## Exercise
Print the items word for word, starting at the line that contains "in black leather" and running through the end of the items, both ends included. Leave the pictures out of your copy.

## Record set
•••••

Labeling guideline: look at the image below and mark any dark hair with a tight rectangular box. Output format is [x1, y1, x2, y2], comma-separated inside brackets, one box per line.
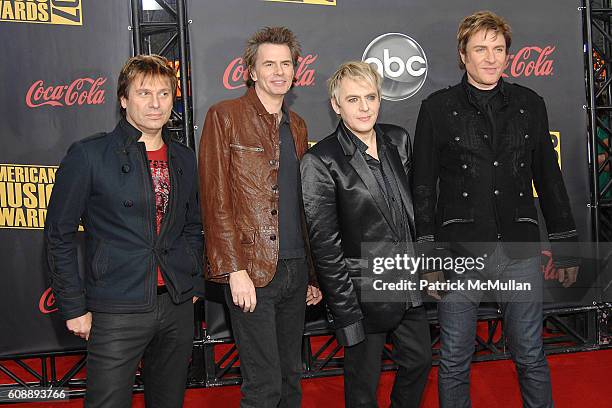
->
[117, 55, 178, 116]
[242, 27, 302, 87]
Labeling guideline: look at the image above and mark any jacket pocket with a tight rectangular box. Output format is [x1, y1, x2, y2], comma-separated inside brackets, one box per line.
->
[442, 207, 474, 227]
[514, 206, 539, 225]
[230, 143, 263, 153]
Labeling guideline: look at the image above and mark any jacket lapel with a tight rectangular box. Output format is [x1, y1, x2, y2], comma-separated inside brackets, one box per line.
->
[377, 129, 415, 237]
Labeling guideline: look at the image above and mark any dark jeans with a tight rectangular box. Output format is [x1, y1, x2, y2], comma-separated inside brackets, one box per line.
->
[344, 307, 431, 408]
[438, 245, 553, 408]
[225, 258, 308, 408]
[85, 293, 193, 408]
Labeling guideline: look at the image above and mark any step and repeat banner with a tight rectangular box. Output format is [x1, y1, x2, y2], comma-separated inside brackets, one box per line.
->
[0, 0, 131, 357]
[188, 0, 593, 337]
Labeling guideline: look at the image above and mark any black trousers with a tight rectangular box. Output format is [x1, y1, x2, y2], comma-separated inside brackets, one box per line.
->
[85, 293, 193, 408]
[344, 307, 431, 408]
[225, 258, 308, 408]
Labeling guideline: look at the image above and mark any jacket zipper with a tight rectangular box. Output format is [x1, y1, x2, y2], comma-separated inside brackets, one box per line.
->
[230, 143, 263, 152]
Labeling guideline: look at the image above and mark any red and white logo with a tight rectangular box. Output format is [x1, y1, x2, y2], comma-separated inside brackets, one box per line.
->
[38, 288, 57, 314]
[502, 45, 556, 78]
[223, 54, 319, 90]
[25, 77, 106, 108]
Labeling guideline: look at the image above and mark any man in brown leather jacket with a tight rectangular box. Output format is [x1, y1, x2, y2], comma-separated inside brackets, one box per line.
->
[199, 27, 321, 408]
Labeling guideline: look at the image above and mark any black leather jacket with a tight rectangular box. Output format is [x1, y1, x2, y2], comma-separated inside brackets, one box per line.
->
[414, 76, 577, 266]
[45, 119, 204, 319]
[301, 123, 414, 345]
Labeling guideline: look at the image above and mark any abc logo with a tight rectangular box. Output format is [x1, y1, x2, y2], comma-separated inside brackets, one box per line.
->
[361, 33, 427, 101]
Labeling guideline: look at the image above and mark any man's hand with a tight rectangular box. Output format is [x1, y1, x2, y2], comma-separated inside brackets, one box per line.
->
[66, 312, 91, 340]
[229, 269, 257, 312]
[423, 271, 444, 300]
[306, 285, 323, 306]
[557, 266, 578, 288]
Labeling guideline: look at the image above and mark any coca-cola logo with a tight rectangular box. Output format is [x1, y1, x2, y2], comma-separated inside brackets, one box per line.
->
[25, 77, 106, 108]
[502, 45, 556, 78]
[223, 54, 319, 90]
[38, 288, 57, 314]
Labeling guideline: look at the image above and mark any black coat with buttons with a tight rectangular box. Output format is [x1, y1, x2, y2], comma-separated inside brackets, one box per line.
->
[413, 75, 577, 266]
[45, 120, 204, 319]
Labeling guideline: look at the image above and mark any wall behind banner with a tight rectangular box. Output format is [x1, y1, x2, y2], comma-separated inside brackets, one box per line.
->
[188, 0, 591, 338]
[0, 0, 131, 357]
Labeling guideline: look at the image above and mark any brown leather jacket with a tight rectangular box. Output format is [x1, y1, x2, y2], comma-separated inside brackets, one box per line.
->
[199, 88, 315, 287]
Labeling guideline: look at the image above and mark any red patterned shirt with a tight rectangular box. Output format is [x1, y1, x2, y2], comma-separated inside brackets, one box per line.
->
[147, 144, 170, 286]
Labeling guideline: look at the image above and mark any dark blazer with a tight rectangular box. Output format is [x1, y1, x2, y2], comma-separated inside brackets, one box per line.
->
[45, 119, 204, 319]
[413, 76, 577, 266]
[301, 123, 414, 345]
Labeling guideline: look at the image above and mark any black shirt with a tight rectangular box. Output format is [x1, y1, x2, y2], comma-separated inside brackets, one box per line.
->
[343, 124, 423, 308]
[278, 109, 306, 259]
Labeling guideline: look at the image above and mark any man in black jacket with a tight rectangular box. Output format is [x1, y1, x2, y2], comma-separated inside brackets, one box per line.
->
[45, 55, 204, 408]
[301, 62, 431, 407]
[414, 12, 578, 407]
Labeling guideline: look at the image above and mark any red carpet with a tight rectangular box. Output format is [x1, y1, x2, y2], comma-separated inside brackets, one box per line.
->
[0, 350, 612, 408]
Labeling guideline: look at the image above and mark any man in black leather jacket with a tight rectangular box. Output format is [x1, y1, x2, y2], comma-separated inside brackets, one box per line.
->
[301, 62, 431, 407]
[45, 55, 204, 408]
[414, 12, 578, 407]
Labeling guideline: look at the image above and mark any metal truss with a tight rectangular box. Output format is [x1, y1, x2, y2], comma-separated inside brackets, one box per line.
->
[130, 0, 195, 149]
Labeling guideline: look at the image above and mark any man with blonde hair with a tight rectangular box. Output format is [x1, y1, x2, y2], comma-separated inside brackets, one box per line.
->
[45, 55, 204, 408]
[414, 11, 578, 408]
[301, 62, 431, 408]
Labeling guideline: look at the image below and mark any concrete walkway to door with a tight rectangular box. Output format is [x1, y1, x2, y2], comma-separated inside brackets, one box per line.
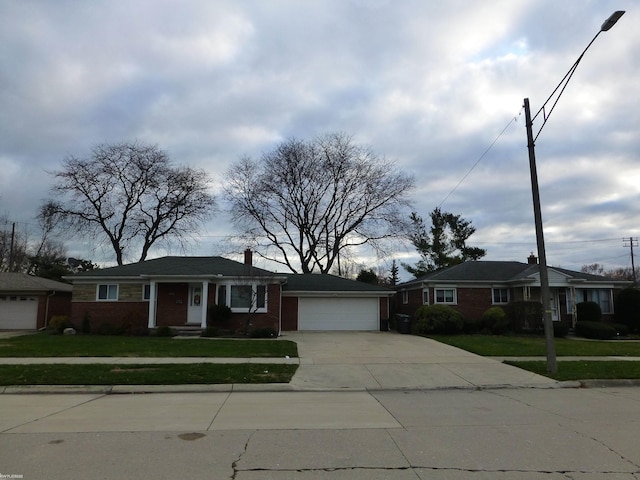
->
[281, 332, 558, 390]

•••••

## Answer
Labeling guideline: look at the image above and mark any man in black leather jacket with a tight rectangular box. Output format is [x1, y1, x2, y2], comma-separated inside brackets, one box per line.
->
[301, 62, 431, 407]
[45, 55, 204, 408]
[414, 12, 578, 407]
Labeling guideline: look at the image above and mark any metal truss with a tight rectangular box. Output format is [x1, y1, x2, y2], comma-separated inside brackets, one box per line.
->
[130, 0, 195, 149]
Labeling guideline: look at the image above and mark any man with blonde hair with a tight rectangular box. Output format is [x1, y1, x2, y2], comma-separated inside brackets, one box per line.
->
[45, 55, 204, 408]
[414, 11, 578, 408]
[301, 62, 431, 408]
Labeling guideline: look at the image below and mark any concrete walkway to door with a tight rectangular box. Output format is [x1, y1, x2, y2], comma-separated inside brackets, one box per line.
->
[281, 332, 558, 390]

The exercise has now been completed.